To be done
**A.** In the Pottery container documentation, which two operations are defined for clearing a non-intrusive container?
**B.** Continue the Pottery container documentation from its last sentence.

Document extract
** START **
For user-ordered containers, these are typically combined with iteration words, sometimes with a conjunction in between. Some examples:

  • insert_at() inserts a value at a specific index;
  • emplace_last() creates uninitialized storage for a value at the end of a container (making it the new last value);
  • displace_and_next() displaces a value and returns the subsequent entry.

See the iteration and ordering sections below.

Note in particular that Pottery defines both remove_all() and displace_all() for clearing a non-intrusive container. Other libraries call such an operation "clear", but in Pottery this would be ambiguous: does it remove or displace? The best way to distinguish them is to follow the same naming conventions as everything else: "remove" destroys the values and "displace" does not.

Intrusive Container Mutation Operations

The two fundamental mutation operations for intrusive linked containers are "link" and "unlink". These add or remove externally owned and allocated values to and from the container.

  • link(): Add an externally owned and allocated value to an intrusive container.

  • unlink(): Remove an externally owned and allocated value from an intrusive container, possibly returning a ref to the removed value.

There are other operations specific to linked containers as well:

  • replace(): Replaces one node with another.

  • find_location(): Finds an entry in the container by key. If such an entry does not exist, an opaque location struct is populated which can be passed to link_location().

  • link_location() Links an entry at a location previously populated by find_location(). This avoids the double-lookup of calling find() followed by link().

In both of the above cases, the values are unchanged, aside from whatever intrusive metadata they store to link them with other values. Intrusive containers never initialize, destroy, allocate or free values. All values are externally owned and externally managed. They must be initialized before insertion into the intrusive container and cannot be destroyed until after they are removed from the intrusive container.

Special Container Operations

Heaps provide two additional core mutation operations. A heap operates on a starting range of an underlying generalized array, and these functions alter the range:

  • expand(): Expands the container to contain additional values from the underlying array, moving them to their appropriate place in the container.

  • contract(): Contracts the container to contain less values from the underlying array, moving them to the array immediately after the range of the container.

Ordering

Entries in a container are semantically ordered as per one of the following ordering modes. These are used for access and iteration.

  • For comparison-ordered containers (like tree_map), the values are accessible in the order given by the comparison expression with which the container is configured.

  • For unordered containers (like open_hash_map or heap), the values are accessible in an arbitrary order internal to the container. The order can change arbitrarily as the container is mutated.

  • For user-ordered containers (like vector or pager), the values are accessible in the order inserted and managed by the user of the container. A user-ordered container preserves insertion order.

Note in particular, array containers are not unordered; they are user-ordered.
** END **
Data extract
** START **
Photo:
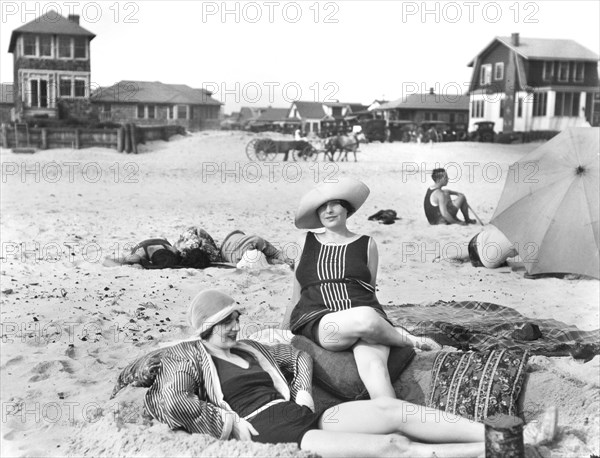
** END **
Responses to the tasks
**A.** remove_all() and displace_all()

**B.**
Access

These operations or operation modifiers access specific values in a container:

  • first(): The first entry in the container. When used on its own, this returns the first entry. It can also be used as a modifier; for example insert_first() adds a value to the start of the container (making it the new first value) and remove_first() removes the first value.

  • last(): The last entry in the container. This only exists if it can be efficiently implemented. For example a singly-linked list without an end pointer does not support last() because it would have to iterate through all values in the container.

  • any(): Any arbitrary entry in the container. This is usually the one that can be accessed and removed most quickly. This is useful for visiting all values in arbitrary order while incrementally clearing a container, among other things. For example on a vector it returns the last entry; on queues it returns the first entry; on binary trees it returns the root entry; and on tables it does not exist because it cannot be efficiently implemented.

  • bulk(): A range of values in a C array. This is used in the context of a mutation, such as insert_bulk(), which inserts all values from a C array into the container.

  • all(): All entries in the container. This is used in e.g. remove_all() or displace_all() to clear a container.

  • find(): Finds an entry with the given key. This is used for containers that support key-based lookups, for example associative arrays (maps, trees, hash tables, etc.)

Iteration

The term iteration means to access entries in a container sequentially based on their ordering. These are the fundamental iteration operations:

  • begin(): This is either the first entry in the container, or the end entry if the container is empty. (It is the entry from which iteration should begin.)

  • end(): A non-existent entry representing the end of the container. The end entry is semantically one past the last entry in the container; calling next() on the last entry returns the end entry, and calling previous() on the end entry returns the last entry. There is only one unique end entry in a container; two instances of the end entry compare equal even if they were reached by different means (i.e. entry_equal(end(), next(last())) returns true.)

  • next(): The entry following a given entry in the container. The next entry after the last entry is the end entry. The end entry has no next entry; calling next() on the end entry is undefined behaviour.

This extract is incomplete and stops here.